→ PROVIDED RECORDS:
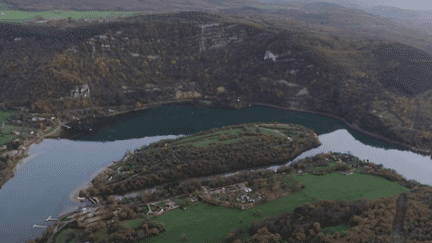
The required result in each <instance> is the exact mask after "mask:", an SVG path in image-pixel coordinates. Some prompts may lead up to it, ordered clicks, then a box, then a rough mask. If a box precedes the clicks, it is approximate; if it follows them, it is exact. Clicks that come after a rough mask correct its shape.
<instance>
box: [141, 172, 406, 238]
mask: <svg viewBox="0 0 432 243" xmlns="http://www.w3.org/2000/svg"><path fill="white" fill-rule="evenodd" d="M295 177H296V179H298V180H299V181H300V182H302V183H304V184H305V189H304V190H303V191H301V192H295V193H293V194H291V195H289V196H287V197H284V198H280V199H278V200H276V201H274V202H270V203H266V204H263V205H259V206H257V207H255V208H254V209H252V210H246V211H240V210H238V209H226V208H223V207H215V206H209V205H206V204H201V205H199V206H192V207H188V208H187V210H185V211H184V210H174V211H172V212H170V213H167V214H163V215H162V216H160V217H157V218H156V219H157V220H158V221H161V222H164V223H165V226H166V230H167V231H166V232H164V233H162V234H160V235H158V236H156V237H153V238H149V239H145V240H143V241H141V242H140V243H145V242H152V243H156V242H177V241H180V239H181V236H182V235H183V234H186V236H187V238H188V241H187V242H197V243H199V242H207V241H208V240H213V241H212V242H215V243H216V242H223V239H224V238H225V237H226V235H227V234H228V233H229V231H230V230H231V229H234V228H239V227H242V226H243V227H247V226H249V222H250V220H254V219H257V217H256V216H253V215H252V214H253V212H254V211H255V210H256V209H260V210H262V211H263V212H264V217H266V216H269V215H274V214H277V213H279V212H286V211H289V210H293V209H294V208H296V207H298V206H301V205H302V204H303V203H306V202H312V199H313V197H316V198H318V199H320V200H347V201H351V202H353V201H356V200H358V199H360V198H361V197H362V196H363V197H366V198H368V199H371V200H374V199H378V198H381V197H387V196H393V195H397V194H399V193H401V192H404V191H408V189H407V188H405V187H402V186H400V185H399V184H398V183H396V182H391V181H388V180H385V179H383V178H381V177H375V176H371V175H364V174H358V173H354V174H353V175H350V176H344V175H341V174H339V173H331V174H327V175H324V176H314V175H303V176H295ZM240 221H242V223H240ZM342 228H343V227H342ZM337 229H338V228H337V227H336V230H337ZM339 230H340V231H343V230H346V228H344V229H340V227H339ZM221 237H222V238H221Z"/></svg>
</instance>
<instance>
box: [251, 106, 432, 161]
mask: <svg viewBox="0 0 432 243" xmlns="http://www.w3.org/2000/svg"><path fill="white" fill-rule="evenodd" d="M250 104H251V105H255V106H264V107H272V108H276V109H280V110H290V111H298V112H305V113H311V114H316V115H320V116H325V117H329V118H332V119H335V120H338V121H340V122H342V123H343V124H345V125H346V126H347V127H348V128H349V129H351V130H354V131H356V132H358V133H360V134H363V135H366V136H369V137H372V138H374V139H376V140H379V141H382V142H386V143H389V144H393V145H397V146H400V147H403V148H405V149H408V150H410V151H411V152H413V153H417V154H421V155H426V156H431V155H432V152H431V151H430V150H423V149H417V148H415V147H413V146H411V145H409V144H405V143H401V142H398V141H394V140H391V139H388V138H386V137H383V136H380V135H377V134H374V133H371V132H368V131H365V130H363V129H361V128H360V127H358V126H356V125H353V124H350V123H348V122H347V121H346V120H345V119H343V118H340V117H338V116H336V115H333V114H328V113H322V112H318V111H309V110H303V109H298V108H287V107H282V106H276V105H269V104H262V103H250Z"/></svg>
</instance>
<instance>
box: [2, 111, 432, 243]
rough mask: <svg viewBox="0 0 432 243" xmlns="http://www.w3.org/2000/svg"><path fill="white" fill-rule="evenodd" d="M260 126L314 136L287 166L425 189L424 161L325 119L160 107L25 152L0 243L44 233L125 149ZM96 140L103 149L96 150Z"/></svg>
mask: <svg viewBox="0 0 432 243" xmlns="http://www.w3.org/2000/svg"><path fill="white" fill-rule="evenodd" d="M267 121H275V122H284V123H295V124H301V125H303V126H305V127H308V128H311V129H312V130H314V131H315V132H316V133H317V134H318V135H319V140H320V141H321V143H322V145H321V146H320V147H317V148H315V149H312V150H310V151H306V152H304V153H303V154H301V155H300V156H299V157H297V158H296V159H295V160H297V159H299V158H304V157H306V156H312V155H315V154H317V153H322V152H329V151H333V152H341V153H351V154H353V155H354V156H357V157H359V158H360V159H363V160H366V159H369V161H371V162H374V163H378V164H379V163H382V164H383V165H384V167H386V168H392V169H395V170H396V171H398V172H399V173H400V174H402V175H404V176H405V177H406V178H407V179H415V180H417V181H419V182H420V183H423V184H428V185H432V177H430V174H431V171H432V163H431V162H432V161H431V159H430V157H429V156H422V155H419V154H415V153H413V152H410V151H407V150H405V149H403V148H401V147H398V146H395V145H391V144H387V143H384V142H380V141H377V140H375V139H372V138H369V137H366V136H363V135H361V134H358V133H357V132H353V131H350V130H349V129H347V128H346V126H345V125H344V124H342V123H340V122H339V121H336V120H334V119H331V118H327V117H322V116H318V115H314V114H309V113H304V112H294V111H282V110H278V109H274V108H266V107H259V106H252V107H246V108H243V109H241V110H227V109H209V108H197V107H192V106H187V105H181V106H178V105H177V106H174V105H166V106H162V107H159V108H155V109H152V110H145V111H142V112H138V113H135V114H133V115H130V117H129V118H128V119H127V120H126V121H123V122H121V123H118V124H114V125H111V126H108V127H107V126H103V125H101V126H95V127H94V129H92V132H91V133H89V134H86V135H83V136H81V137H79V138H77V139H76V140H67V139H60V140H55V139H46V140H44V141H43V142H42V143H40V144H35V145H32V146H31V148H30V151H29V155H30V157H31V158H30V160H29V162H28V163H25V164H24V165H22V166H21V167H20V168H19V169H18V170H17V172H16V173H15V176H14V177H13V178H12V179H10V180H9V181H8V182H7V183H6V184H5V185H4V186H3V188H2V189H1V190H0V216H1V217H0V229H1V230H0V239H2V240H1V242H2V243H16V242H20V243H23V242H27V240H28V239H30V238H35V237H37V236H39V235H40V234H41V233H42V232H43V231H44V229H43V228H32V226H33V225H34V224H38V225H45V226H47V225H50V224H51V222H45V219H46V218H47V217H48V216H50V215H52V216H53V217H57V216H59V215H61V214H64V213H66V212H71V211H73V210H75V209H76V208H78V206H80V205H83V204H82V203H79V202H73V201H71V200H70V197H71V194H72V192H73V191H77V189H78V188H80V187H81V186H82V185H84V184H85V183H86V182H89V181H90V179H91V178H92V177H93V176H95V175H96V174H97V172H98V171H100V170H102V169H103V168H105V167H107V166H109V165H111V164H112V163H113V161H116V160H119V159H121V158H122V157H123V155H124V154H125V153H126V151H127V150H128V149H131V150H132V151H133V150H134V149H136V148H140V147H141V146H144V145H148V144H150V143H152V142H156V141H158V140H160V139H166V138H176V137H178V136H179V135H180V136H181V135H188V134H192V133H195V132H199V131H202V130H208V129H210V128H218V127H222V126H228V125H233V124H239V123H249V122H267ZM103 140H105V141H107V142H100V141H103ZM295 160H294V161H295ZM270 168H271V169H275V168H277V167H276V166H273V167H270Z"/></svg>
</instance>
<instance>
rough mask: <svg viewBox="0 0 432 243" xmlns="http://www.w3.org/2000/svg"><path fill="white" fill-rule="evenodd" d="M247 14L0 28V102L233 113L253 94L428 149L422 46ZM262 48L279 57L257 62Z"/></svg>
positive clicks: (260, 15)
mask: <svg viewBox="0 0 432 243" xmlns="http://www.w3.org/2000/svg"><path fill="white" fill-rule="evenodd" d="M256 14H257V16H256V20H254V21H252V20H250V19H248V18H247V17H245V16H243V17H239V16H236V15H230V14H228V13H225V14H224V13H218V14H210V13H196V12H192V13H174V14H160V15H150V16H138V17H129V18H123V19H118V20H111V21H106V22H105V21H104V22H102V23H100V22H97V23H88V24H83V23H81V22H79V21H76V22H74V20H69V21H68V20H59V21H57V24H56V25H54V24H52V25H50V24H46V25H37V24H33V25H25V26H15V25H10V24H9V25H8V24H1V25H0V26H1V28H0V42H1V43H2V46H3V47H2V48H1V49H0V57H2V58H1V60H2V61H1V65H0V75H1V77H2V89H1V90H0V102H3V103H5V105H6V106H7V107H8V108H9V107H17V106H24V107H27V108H29V109H30V110H31V111H32V112H38V113H47V114H48V113H53V114H61V113H62V112H64V111H65V110H68V109H79V108H87V107H93V108H94V107H107V106H121V105H128V106H134V105H136V104H137V105H138V106H140V104H149V103H152V102H157V101H170V100H177V99H185V98H191V99H209V100H213V101H215V102H217V103H220V104H225V105H227V106H230V107H235V108H241V107H244V106H245V105H247V104H248V103H249V102H256V101H259V102H260V103H264V104H272V105H278V106H281V107H291V108H295V109H303V110H310V111H318V112H323V113H328V114H333V115H336V116H337V117H340V118H342V119H344V120H345V121H346V122H348V123H350V124H354V125H356V126H358V127H360V128H361V129H363V130H365V131H369V132H372V133H375V134H377V135H380V136H384V137H386V138H388V139H391V140H394V141H398V142H401V143H403V144H409V145H413V146H416V147H417V148H422V149H428V148H430V147H431V145H432V133H431V132H430V125H429V123H428V121H429V120H430V118H431V117H430V116H431V114H432V113H430V110H431V107H430V104H431V102H430V101H431V99H432V98H431V96H430V95H428V92H426V91H427V90H429V88H430V85H429V84H428V82H426V80H427V79H428V76H429V73H430V65H431V62H430V61H431V60H432V58H431V55H430V54H429V53H427V52H425V51H422V50H419V49H416V48H414V47H412V46H409V45H407V44H402V43H397V42H390V41H388V40H381V39H379V38H372V39H371V38H367V35H366V36H364V38H360V37H359V38H348V37H343V36H337V35H335V34H330V33H326V32H325V31H323V30H322V29H314V28H311V27H308V26H306V25H302V24H301V23H298V22H296V21H293V20H288V19H286V20H282V19H278V18H274V17H265V16H264V15H260V14H261V13H260V11H257V12H256ZM211 24H216V25H215V26H212V25H211ZM65 25H66V26H67V27H64V26H65ZM207 25H210V26H207ZM62 26H63V27H62ZM204 26H207V27H204ZM18 37H19V38H21V39H19V40H15V39H16V38H18ZM267 51H270V52H271V53H274V54H277V55H280V57H278V58H276V60H274V61H273V60H272V59H270V58H268V59H265V58H263V57H264V55H265V53H266V52H267ZM282 53H290V54H289V56H282V55H281V54H282ZM288 57H289V58H288ZM431 83H432V82H431ZM77 85H78V87H82V86H81V85H88V88H89V96H86V97H84V96H76V97H75V96H74V97H73V96H71V93H70V91H71V90H73V89H75V88H76V87H77ZM300 90H303V91H302V92H300ZM179 92H180V93H179ZM181 92H192V93H181ZM181 94H183V95H181ZM186 94H187V95H186ZM301 94H302V95H301ZM238 97H240V98H241V102H236V101H237V99H238Z"/></svg>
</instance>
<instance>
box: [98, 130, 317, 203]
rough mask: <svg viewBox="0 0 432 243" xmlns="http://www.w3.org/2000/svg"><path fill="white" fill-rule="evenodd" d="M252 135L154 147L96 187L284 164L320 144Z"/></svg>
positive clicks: (119, 192) (134, 183) (299, 135)
mask: <svg viewBox="0 0 432 243" xmlns="http://www.w3.org/2000/svg"><path fill="white" fill-rule="evenodd" d="M213 132H214V131H213ZM302 132H304V133H306V132H305V131H302ZM209 133H212V132H209ZM249 133H250V134H249V136H244V137H243V139H241V140H239V141H237V142H233V143H230V144H210V145H209V146H208V147H206V148H202V147H195V146H192V145H179V146H177V145H171V144H172V143H174V142H175V140H173V141H162V142H158V143H155V144H151V145H150V146H148V147H147V148H146V149H142V150H140V151H139V152H138V153H136V154H134V155H133V156H131V157H130V158H128V159H127V160H126V161H124V162H119V163H118V164H116V165H115V166H114V167H113V171H114V172H113V173H112V175H113V178H112V180H111V181H109V182H101V181H100V182H99V183H97V182H95V181H93V186H94V187H95V189H97V190H99V192H100V194H113V193H125V192H128V191H131V190H136V189H141V188H146V187H150V186H153V185H158V184H162V183H166V182H173V181H177V180H182V179H187V178H194V177H201V176H207V175H214V174H220V173H226V172H230V171H236V170H241V169H246V168H253V167H258V166H266V165H272V164H281V163H283V162H285V161H287V160H291V159H293V158H295V157H296V156H298V155H299V154H300V153H301V152H303V151H305V150H307V149H310V148H313V147H315V146H317V145H319V144H320V143H319V141H318V140H317V139H316V138H315V137H314V136H312V135H311V134H307V133H306V134H307V135H304V134H303V135H301V134H300V135H299V136H303V138H301V139H296V138H294V142H291V141H290V140H288V139H286V138H283V137H280V136H270V135H263V134H261V133H260V132H255V131H254V132H252V131H250V132H249ZM239 136H243V135H239ZM165 144H167V146H165ZM274 147H278V148H274ZM120 167H121V168H120ZM118 168H120V173H118V171H117V170H118ZM144 168H145V170H143V169H144Z"/></svg>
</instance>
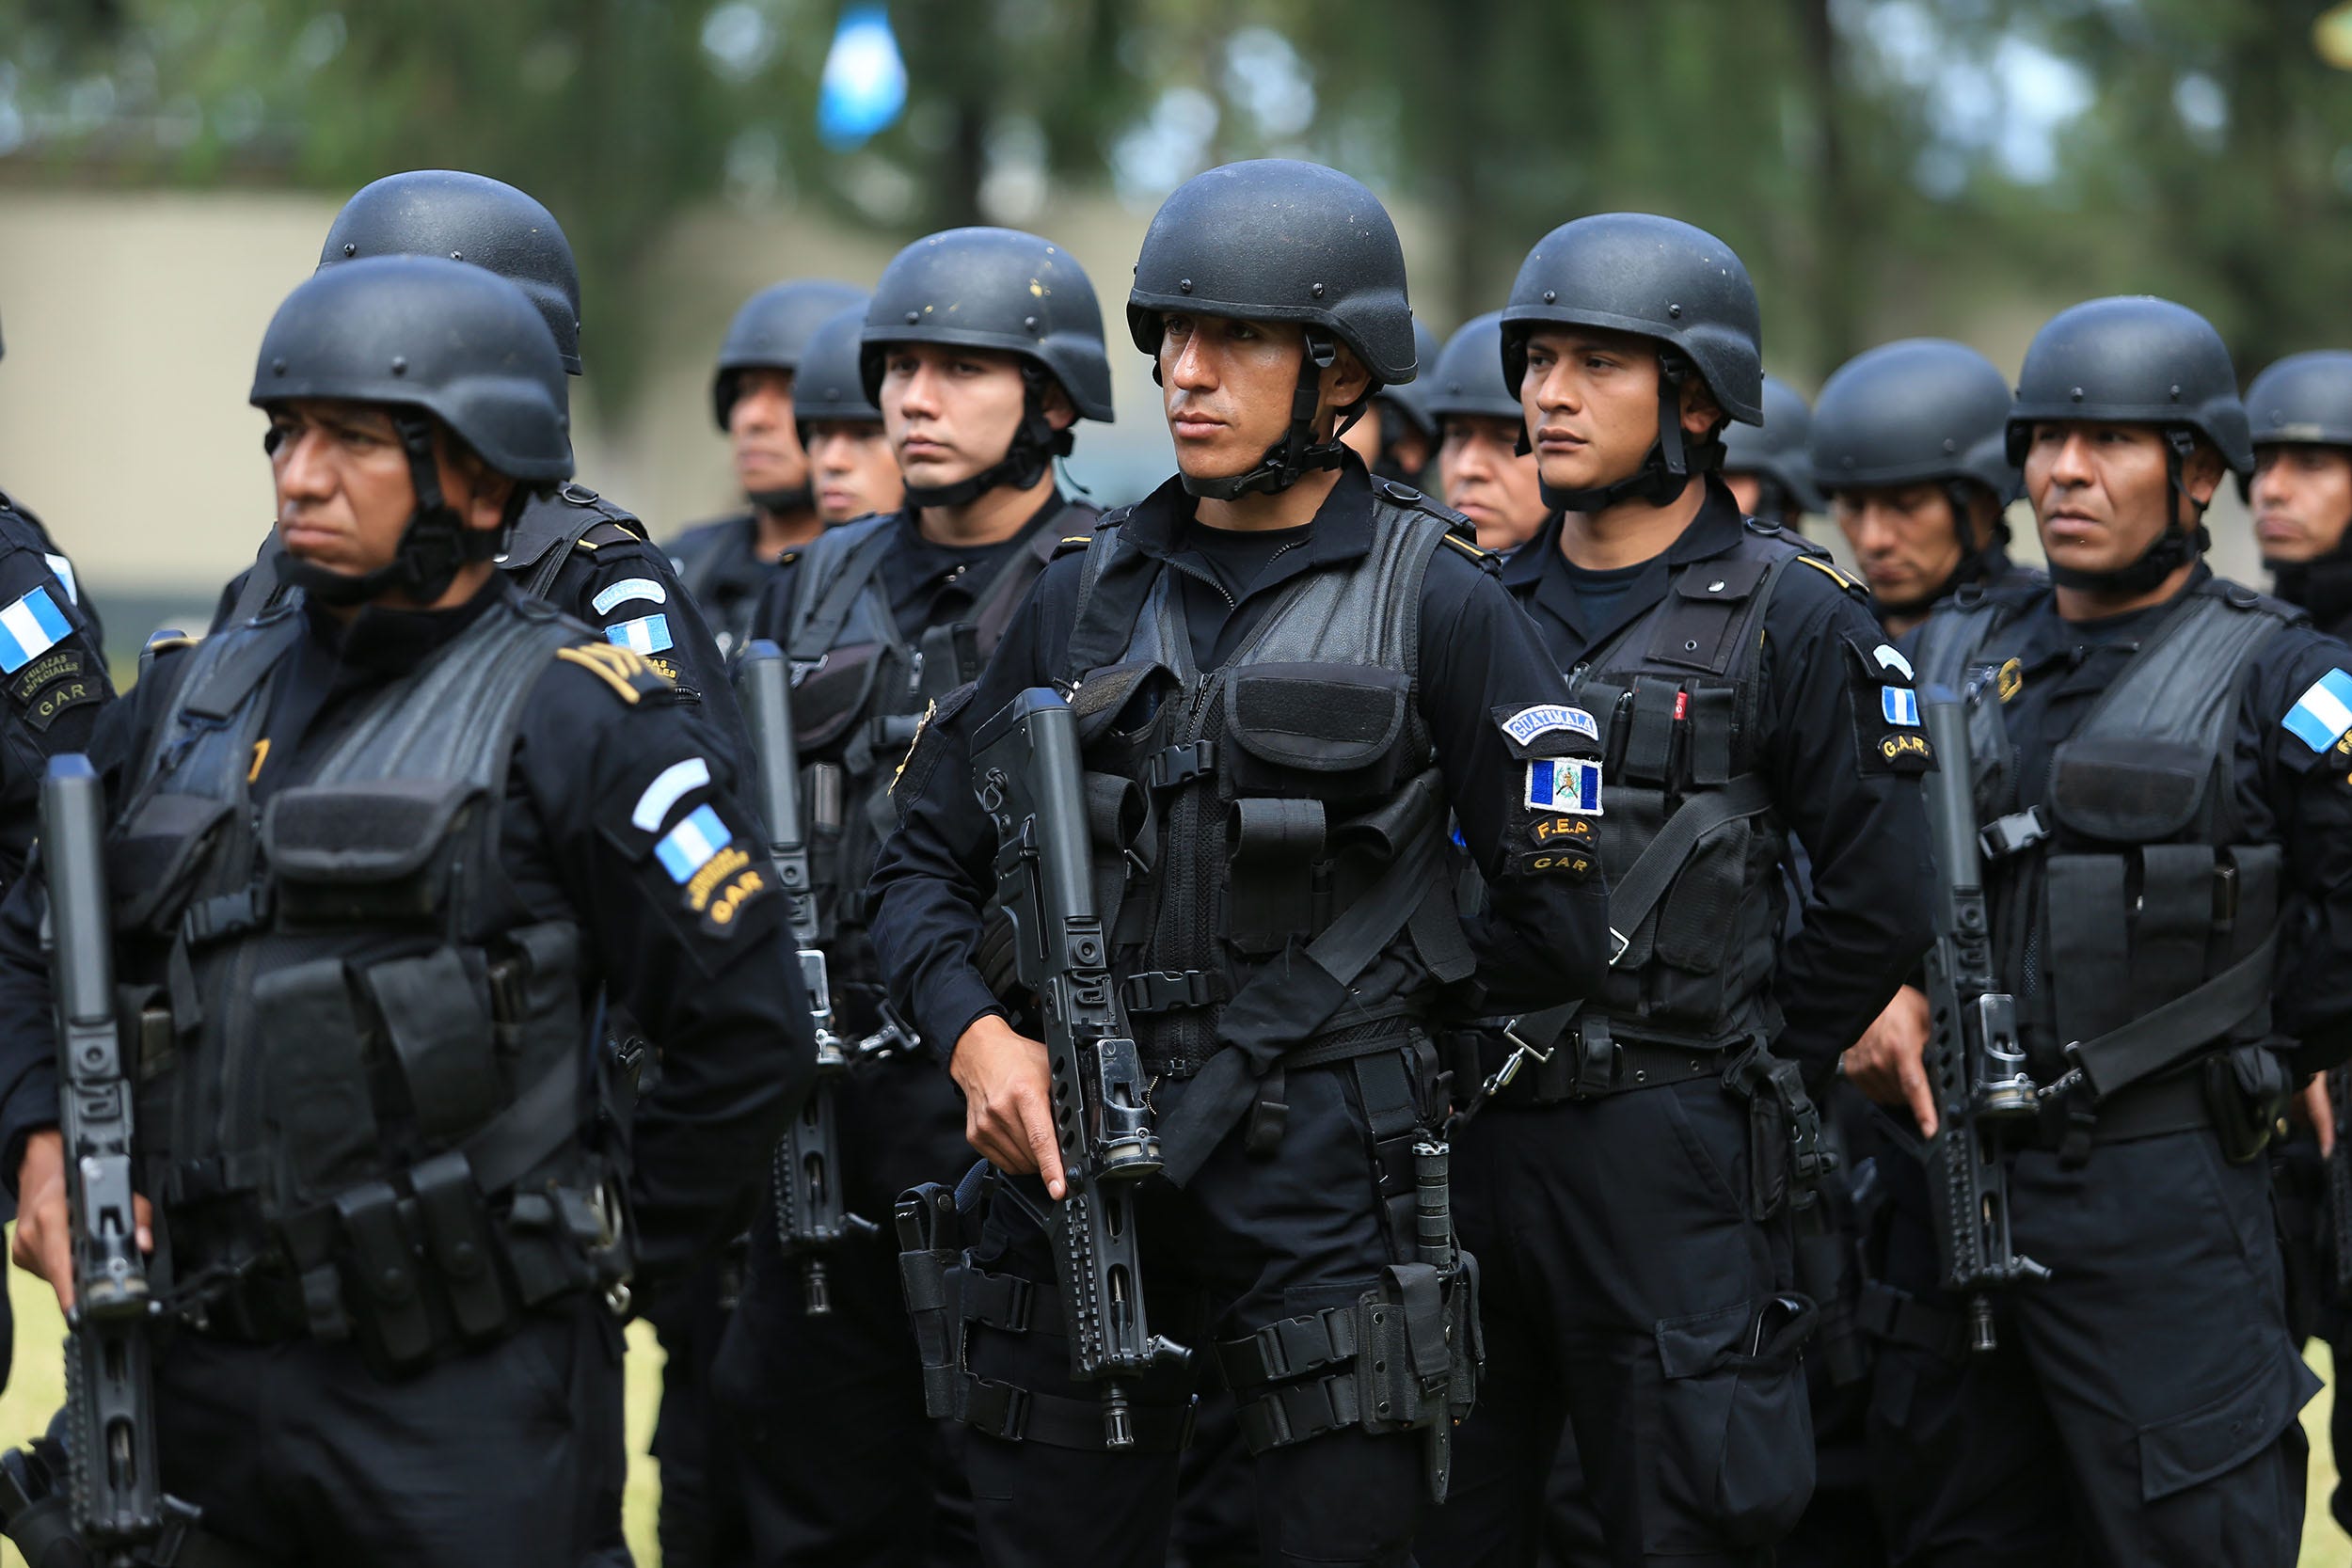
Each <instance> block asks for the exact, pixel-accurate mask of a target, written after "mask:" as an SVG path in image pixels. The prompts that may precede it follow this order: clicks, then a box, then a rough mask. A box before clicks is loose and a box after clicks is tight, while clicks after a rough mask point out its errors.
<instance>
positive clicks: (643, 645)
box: [604, 616, 670, 654]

→ TO DO: A single figure is required: the number of lines in the data above in which the word "image" appears.

→ EXPECTED ANSWER: 2